**Texto para análise:**
-=-=-

As romarias consistem em espaço importante de reflexão, celebração, anúncio, denúncia e posicionamento frente à concentração de terras, à privatização das águas, dos direitos negados aos povos do campo e das cidades. Também anunciam as conquistas e vitórias do povo organizado, o reencontro com a terra prometida e partilham saberes e sabores.

Para a realização das romarias, a CPT conta com a participação das dioceses, paróquias, Comunidades Eclesiais de Base (CEBs), Cáritas, Pastorais Sociais, STRs e Movimentos Sociais Populares.

-=-=-

**Trabalho solicitado:**
A) Segundo o texto sobre as romarias, com a participação de quais entidades a CPT conta para realizá-las?
B) Transcreva do texto sobre as romarias o trecho que vai de "Para a realização" até "Movimentos Sociais Populares.".

[Itens de uma fonte de dados]
-=-=-

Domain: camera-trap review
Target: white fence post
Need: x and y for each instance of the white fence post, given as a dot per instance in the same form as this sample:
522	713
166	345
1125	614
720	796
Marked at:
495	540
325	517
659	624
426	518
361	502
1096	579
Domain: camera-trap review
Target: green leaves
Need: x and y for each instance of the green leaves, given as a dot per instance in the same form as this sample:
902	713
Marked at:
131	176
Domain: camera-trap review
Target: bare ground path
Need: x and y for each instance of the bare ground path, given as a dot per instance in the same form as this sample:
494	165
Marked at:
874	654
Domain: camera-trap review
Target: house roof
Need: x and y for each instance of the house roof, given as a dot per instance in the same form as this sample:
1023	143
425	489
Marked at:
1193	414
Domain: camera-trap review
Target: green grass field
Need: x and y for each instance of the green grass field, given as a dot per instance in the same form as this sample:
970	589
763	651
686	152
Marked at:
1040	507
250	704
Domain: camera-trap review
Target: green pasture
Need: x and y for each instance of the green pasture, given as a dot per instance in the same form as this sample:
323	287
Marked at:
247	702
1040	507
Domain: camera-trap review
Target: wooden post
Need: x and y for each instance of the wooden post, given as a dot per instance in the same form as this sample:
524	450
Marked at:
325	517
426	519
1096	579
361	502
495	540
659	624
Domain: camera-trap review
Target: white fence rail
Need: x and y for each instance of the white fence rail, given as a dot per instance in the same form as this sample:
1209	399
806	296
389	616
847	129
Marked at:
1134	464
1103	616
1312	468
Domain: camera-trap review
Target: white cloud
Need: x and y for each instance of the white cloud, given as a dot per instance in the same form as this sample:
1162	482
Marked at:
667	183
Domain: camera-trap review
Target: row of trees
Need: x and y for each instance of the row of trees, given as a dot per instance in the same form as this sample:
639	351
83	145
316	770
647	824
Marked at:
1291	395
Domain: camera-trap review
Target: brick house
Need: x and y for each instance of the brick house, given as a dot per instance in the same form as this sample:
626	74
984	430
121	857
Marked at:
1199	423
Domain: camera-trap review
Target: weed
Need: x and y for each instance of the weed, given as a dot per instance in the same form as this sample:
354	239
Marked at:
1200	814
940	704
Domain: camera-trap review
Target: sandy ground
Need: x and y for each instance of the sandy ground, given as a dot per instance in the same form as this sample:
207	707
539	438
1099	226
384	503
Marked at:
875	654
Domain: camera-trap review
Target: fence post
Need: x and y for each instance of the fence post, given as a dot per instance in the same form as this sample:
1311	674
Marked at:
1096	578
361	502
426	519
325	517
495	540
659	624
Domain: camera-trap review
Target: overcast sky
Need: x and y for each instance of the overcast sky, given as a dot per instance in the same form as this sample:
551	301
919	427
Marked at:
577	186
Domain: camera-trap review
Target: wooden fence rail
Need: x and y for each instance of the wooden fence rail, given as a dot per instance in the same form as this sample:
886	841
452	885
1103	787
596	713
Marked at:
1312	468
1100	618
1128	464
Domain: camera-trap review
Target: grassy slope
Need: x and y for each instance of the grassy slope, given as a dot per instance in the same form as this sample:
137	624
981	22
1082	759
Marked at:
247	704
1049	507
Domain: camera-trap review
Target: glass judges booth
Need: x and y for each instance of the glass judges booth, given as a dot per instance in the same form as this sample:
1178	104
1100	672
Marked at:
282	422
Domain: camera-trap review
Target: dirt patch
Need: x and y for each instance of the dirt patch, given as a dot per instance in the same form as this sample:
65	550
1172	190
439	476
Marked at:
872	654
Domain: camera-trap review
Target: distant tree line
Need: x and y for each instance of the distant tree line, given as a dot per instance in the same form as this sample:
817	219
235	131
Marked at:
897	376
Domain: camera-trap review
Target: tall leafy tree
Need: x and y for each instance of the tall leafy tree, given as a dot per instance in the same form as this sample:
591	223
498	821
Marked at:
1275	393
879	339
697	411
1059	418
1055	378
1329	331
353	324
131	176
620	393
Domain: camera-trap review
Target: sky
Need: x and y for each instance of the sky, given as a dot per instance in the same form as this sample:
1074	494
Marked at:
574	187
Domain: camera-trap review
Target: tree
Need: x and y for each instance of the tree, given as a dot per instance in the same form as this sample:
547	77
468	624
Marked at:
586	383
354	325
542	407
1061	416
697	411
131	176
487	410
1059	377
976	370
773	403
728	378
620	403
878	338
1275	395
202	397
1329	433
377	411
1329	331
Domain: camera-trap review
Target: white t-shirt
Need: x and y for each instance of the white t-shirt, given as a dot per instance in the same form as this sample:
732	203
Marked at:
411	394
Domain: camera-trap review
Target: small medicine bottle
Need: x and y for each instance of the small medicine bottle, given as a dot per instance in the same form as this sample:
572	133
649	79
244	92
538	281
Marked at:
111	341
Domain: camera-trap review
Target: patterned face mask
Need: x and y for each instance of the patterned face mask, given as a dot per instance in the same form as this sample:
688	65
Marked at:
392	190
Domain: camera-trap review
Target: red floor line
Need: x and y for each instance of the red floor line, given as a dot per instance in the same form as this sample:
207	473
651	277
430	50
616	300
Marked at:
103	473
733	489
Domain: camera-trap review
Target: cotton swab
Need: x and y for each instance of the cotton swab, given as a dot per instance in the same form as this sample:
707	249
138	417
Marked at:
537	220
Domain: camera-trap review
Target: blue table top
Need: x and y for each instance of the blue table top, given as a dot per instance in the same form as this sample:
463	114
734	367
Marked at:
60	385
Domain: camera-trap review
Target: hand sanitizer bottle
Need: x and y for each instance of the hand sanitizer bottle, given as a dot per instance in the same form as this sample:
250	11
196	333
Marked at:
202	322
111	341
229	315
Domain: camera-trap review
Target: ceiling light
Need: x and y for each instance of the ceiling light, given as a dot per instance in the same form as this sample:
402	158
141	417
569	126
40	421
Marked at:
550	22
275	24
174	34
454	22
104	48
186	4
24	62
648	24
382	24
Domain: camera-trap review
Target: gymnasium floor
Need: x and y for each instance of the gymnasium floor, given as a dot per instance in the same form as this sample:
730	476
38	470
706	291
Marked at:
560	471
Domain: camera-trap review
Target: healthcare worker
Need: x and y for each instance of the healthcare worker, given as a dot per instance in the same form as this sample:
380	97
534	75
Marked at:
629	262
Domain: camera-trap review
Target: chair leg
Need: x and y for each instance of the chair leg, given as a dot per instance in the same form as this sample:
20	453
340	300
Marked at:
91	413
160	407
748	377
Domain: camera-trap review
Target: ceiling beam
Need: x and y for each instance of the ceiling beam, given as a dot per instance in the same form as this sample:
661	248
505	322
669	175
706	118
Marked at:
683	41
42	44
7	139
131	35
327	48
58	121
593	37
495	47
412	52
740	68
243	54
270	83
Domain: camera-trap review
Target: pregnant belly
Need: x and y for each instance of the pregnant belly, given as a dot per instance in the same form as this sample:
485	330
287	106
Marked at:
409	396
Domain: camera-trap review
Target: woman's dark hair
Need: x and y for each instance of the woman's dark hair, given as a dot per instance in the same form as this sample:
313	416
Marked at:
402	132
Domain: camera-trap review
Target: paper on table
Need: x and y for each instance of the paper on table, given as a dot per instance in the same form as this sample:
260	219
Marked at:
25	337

-=-=-

**Conjunto de soluções:**
A) Dioceses, paróquias, Comunidades Eclesiais de Base (CEBs), Cáritas, Pastorais Sociais, STRs e Movimentos Sociais Populares.

B)
Para a realização das romarias, a CPT conta com a participação das dioceses, paróquias, Comunidades Eclesiais de Base (CEBs), Cáritas, Pastorais Sociais, STRs e Movimentos Sociais Populares.